Point annotation data records:

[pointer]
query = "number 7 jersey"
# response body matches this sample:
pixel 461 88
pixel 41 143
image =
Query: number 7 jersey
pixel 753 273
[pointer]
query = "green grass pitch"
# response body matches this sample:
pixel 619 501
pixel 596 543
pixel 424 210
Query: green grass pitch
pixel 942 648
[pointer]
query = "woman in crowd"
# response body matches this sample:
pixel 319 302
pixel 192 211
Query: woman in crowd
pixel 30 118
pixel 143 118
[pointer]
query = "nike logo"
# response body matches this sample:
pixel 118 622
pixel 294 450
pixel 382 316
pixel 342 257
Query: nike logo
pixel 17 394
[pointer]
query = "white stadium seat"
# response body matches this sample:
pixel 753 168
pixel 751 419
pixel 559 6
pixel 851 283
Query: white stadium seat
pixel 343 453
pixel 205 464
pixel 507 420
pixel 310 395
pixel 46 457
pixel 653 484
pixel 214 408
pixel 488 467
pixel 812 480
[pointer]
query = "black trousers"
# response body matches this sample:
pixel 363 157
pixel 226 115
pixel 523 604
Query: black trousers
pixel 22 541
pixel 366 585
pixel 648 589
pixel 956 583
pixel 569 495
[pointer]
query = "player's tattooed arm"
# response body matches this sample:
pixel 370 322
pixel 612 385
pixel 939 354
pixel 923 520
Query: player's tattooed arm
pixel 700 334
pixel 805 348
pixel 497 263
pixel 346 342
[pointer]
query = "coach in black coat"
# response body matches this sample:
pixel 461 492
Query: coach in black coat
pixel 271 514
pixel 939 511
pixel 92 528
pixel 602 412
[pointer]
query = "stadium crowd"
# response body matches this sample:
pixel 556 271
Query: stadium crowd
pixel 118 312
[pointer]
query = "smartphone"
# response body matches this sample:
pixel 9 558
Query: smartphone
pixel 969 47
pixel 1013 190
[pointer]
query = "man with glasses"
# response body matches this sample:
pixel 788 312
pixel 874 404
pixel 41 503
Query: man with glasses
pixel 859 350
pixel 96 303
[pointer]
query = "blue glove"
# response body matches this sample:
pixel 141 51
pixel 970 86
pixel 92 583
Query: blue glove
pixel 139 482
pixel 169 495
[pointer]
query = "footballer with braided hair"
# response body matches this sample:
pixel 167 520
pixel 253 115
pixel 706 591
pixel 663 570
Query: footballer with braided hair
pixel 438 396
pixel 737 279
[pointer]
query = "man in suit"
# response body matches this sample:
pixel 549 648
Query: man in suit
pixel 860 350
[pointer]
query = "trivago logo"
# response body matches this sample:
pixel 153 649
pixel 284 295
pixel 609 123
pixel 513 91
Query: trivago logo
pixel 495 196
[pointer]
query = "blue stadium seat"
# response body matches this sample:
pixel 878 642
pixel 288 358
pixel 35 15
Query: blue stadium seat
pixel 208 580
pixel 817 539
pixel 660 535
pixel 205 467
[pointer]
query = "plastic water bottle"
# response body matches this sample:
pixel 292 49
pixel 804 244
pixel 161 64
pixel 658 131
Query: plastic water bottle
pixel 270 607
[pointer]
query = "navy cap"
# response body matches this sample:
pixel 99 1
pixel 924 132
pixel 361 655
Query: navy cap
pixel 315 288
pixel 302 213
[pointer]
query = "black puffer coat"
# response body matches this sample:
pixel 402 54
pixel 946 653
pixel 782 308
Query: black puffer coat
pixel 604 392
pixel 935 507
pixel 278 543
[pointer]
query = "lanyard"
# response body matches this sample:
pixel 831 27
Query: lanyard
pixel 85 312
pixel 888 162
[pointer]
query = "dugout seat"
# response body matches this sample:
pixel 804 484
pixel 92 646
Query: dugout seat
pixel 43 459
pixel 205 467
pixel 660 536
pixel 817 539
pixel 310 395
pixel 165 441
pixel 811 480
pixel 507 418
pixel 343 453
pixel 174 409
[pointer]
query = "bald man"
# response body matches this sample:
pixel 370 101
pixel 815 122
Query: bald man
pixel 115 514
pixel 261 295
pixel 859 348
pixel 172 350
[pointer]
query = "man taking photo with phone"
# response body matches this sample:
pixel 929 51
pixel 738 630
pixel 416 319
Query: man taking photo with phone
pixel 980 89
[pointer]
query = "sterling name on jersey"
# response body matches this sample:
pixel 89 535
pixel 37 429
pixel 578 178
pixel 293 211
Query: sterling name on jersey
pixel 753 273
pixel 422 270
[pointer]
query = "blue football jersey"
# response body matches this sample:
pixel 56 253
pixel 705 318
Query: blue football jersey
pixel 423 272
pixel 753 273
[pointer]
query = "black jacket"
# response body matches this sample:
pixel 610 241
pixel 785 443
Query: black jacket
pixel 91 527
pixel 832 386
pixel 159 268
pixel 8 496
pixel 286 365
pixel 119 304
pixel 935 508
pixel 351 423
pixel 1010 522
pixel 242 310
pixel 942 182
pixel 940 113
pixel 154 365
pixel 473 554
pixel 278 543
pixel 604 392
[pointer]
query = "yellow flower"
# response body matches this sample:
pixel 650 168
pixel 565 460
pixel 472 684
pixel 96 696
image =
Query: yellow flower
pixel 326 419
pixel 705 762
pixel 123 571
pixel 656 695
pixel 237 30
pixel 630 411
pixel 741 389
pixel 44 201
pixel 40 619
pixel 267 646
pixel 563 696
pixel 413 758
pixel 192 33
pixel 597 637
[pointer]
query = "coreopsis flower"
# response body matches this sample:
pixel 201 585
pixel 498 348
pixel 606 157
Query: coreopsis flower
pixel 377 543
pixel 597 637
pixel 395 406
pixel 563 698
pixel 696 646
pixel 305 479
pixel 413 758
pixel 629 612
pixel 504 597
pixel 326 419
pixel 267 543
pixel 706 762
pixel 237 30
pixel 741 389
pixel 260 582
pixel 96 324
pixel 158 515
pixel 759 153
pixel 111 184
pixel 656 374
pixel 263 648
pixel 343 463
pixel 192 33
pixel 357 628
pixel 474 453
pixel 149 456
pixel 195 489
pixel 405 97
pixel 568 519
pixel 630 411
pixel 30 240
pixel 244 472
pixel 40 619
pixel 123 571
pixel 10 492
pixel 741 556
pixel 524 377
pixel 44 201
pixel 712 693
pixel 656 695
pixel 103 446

**WHAT IS EXPECTED:**
Please render the data above as a numbered list, starting with its first line and going on through the line containing "pixel 812 480", with both ends included and blank lines left out.

**ANSWER FOR THE TASK:**
1. [pointer]
2. query = "number 7 jersey"
3. # response body matches this sample:
4. pixel 461 88
5. pixel 41 143
6. image =
7. Query: number 7 jersey
8. pixel 753 273
9. [pointer]
10. query = "green grass pitch"
11. # response body matches this sample:
12. pixel 619 501
13. pixel 596 543
14. pixel 424 210
15. Query: green grass pitch
16. pixel 942 648
17. [pointer]
18. query = "woman in crowd"
19. # response body matches this sample:
20. pixel 319 302
21. pixel 192 211
22. Query: woman in crowd
23. pixel 30 118
24. pixel 143 118
25. [pointer]
26. query = "nike logo"
27. # response body matches this sample:
28. pixel 118 622
29. pixel 294 450
30. pixel 382 316
31. pixel 342 257
32. Query: nike logo
33. pixel 17 394
34. [pointer]
35. query = "white stadium seat"
36. # response body matches this sample:
37. pixel 753 168
38. pixel 751 419
39. pixel 559 6
40. pixel 851 283
41. Query: white stadium seat
42. pixel 343 453
43. pixel 205 464
44. pixel 507 420
45. pixel 310 395
46. pixel 46 457
47. pixel 653 484
48. pixel 214 408
49. pixel 488 467
50. pixel 812 480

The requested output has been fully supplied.